» DIRECTIVES
a. In the Outlook.com article, which service does the new Outlook.com interface look nearly identical to?
b. Reproduce the part of the Outlook.com article starting with "As you may have" and going on through "Here’s the old Outlook.com.".

» TEXT

════════════════════

Hands-On With the New Outlook.com

Posted on October 1, 2016 by Paul Thurrott in Outlook.com with 34 Comments

Hands-On With the New Outlook.com

As you may have heard, Microsoft is finally nearing the completion of its migration to the new Outlook.com, which brings the look and feel and some of the functionality of the commercial Office 365 offerings to consumers. Here’s a quick look at some of the key changes.

We begin, naturally enough, with the overall look and feel of the Outlook.com web experience. Depending on your experience with this service, the changes may seem a bit subtle, but those who are familiar with Office 365 will immediately recognize the new user interface as being nearly identical to Outlook on the web in Office 365.

Here’s the old Outlook.com.


And the new.


And here’s Office 365’s Outlook on the web for comparison. As you can see, the new Outlook.com more closely resembles this service than the old Outlook.com.


(The Outlook.com Calendar has likewise changed to a look and feel that more closely resembles Office 365’s calendar. You get the idea.)

The changes to Outlook.com of course go deeper than just how it looks on the web. Here are some of the functional changes that will impact your day-to-day use.

════════════════════

» INFORMATION SHOWN
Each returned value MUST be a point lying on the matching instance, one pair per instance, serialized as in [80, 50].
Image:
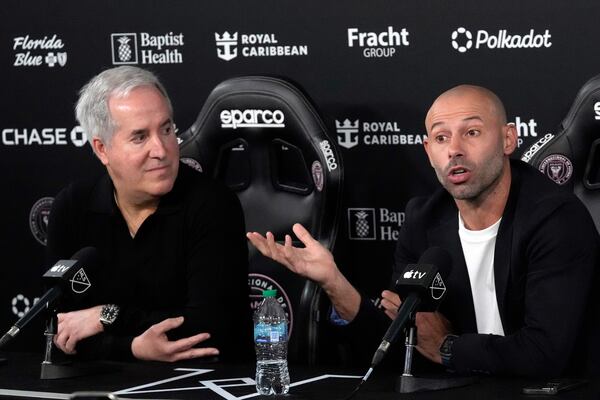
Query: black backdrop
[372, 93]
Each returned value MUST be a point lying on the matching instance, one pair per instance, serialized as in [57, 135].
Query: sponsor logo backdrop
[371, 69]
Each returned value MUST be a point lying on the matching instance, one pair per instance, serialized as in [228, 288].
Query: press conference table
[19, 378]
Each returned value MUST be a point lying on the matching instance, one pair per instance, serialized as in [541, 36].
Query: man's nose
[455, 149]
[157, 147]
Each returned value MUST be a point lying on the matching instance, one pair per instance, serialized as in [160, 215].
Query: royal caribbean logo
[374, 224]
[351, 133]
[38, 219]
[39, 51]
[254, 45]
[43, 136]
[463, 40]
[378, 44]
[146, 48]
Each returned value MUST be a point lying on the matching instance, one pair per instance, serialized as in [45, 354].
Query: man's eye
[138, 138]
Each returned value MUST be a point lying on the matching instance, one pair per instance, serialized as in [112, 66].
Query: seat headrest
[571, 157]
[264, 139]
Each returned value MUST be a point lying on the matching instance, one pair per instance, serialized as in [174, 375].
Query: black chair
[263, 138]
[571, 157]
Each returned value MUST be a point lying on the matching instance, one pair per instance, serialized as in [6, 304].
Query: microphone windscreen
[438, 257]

════════════════════

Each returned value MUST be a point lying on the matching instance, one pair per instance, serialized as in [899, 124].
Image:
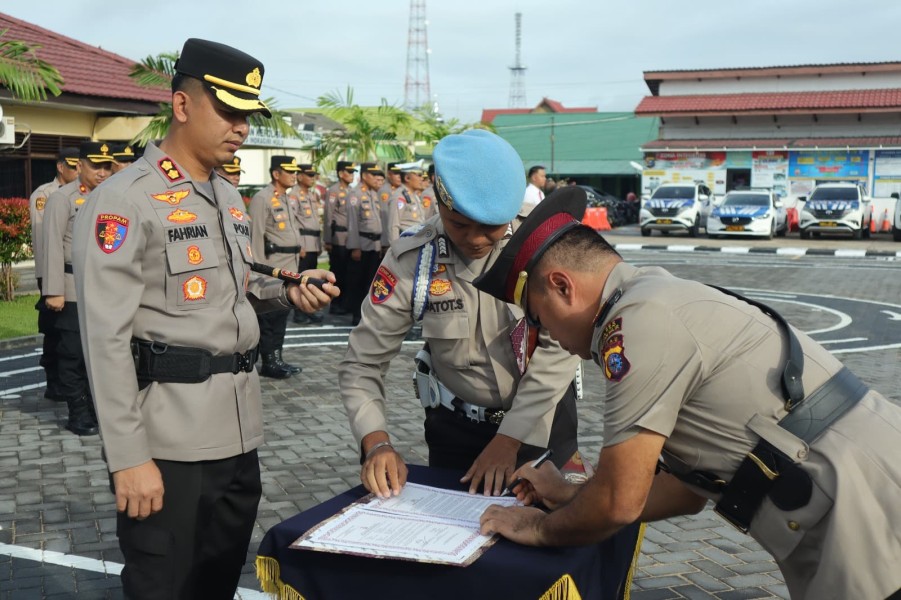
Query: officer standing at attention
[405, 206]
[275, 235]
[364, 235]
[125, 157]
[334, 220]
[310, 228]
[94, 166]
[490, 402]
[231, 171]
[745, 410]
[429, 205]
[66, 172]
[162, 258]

════════════════════

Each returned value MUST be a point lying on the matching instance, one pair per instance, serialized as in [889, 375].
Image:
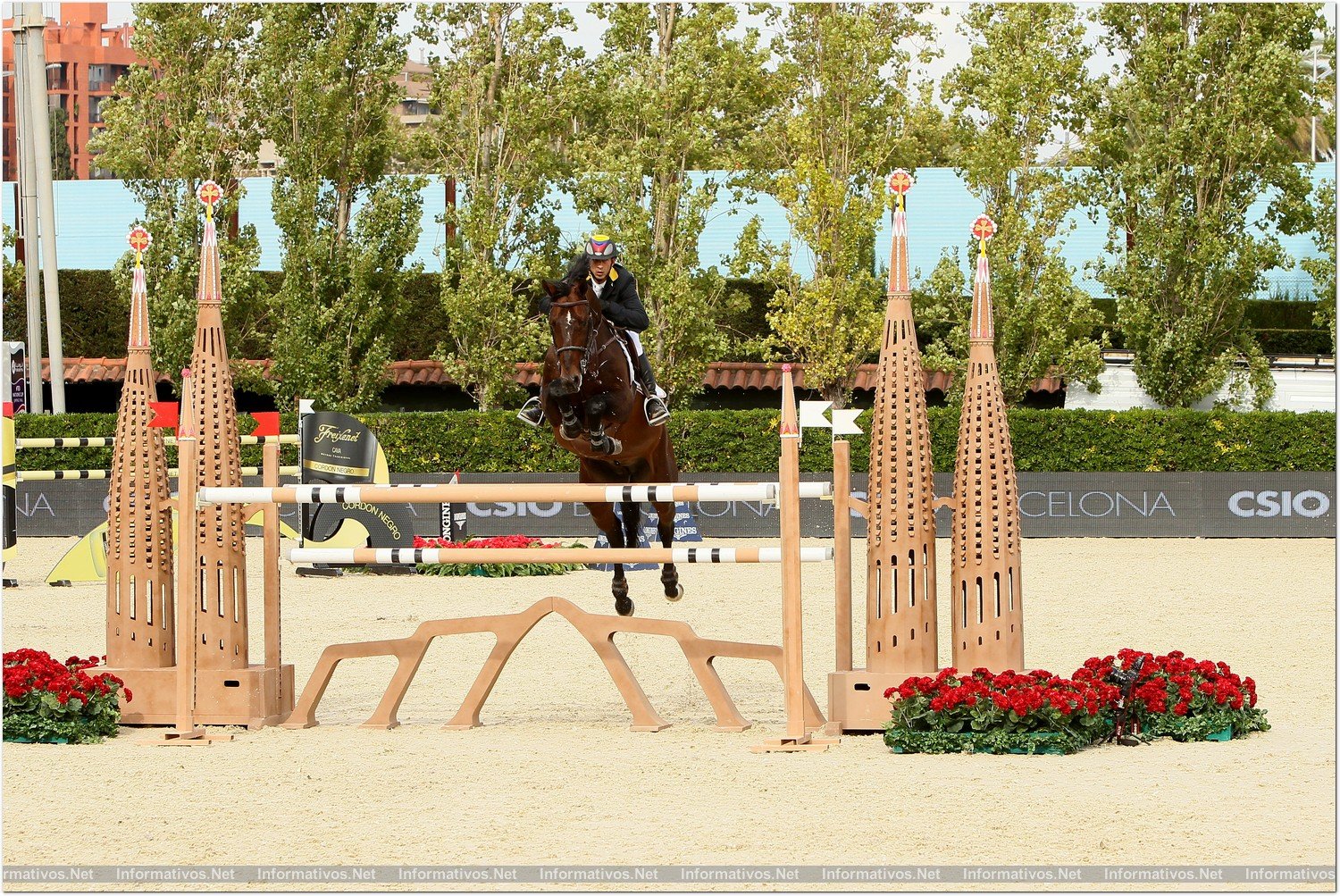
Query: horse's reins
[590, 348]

════════════════════

» TASK RESULTS
a. Outlook on the web in Office 365.

b.
As you may have heard, Microsoft is finally nearing the completion of its migration to the new Outlook.com, which brings the look and feel and some of the functionality of the commercial Office 365 offerings to consumers. Here’s a quick look at some of the key changes.

We begin, naturally enough, with the overall look and feel of the Outlook.com web experience. Depending on your experience with this service, the changes may seem a bit subtle, but those who are familiar with Office 365 will immediately recognize the new user interface as being nearly identical to Outlook on the web in Office 365.

Here’s the old Outlook.com.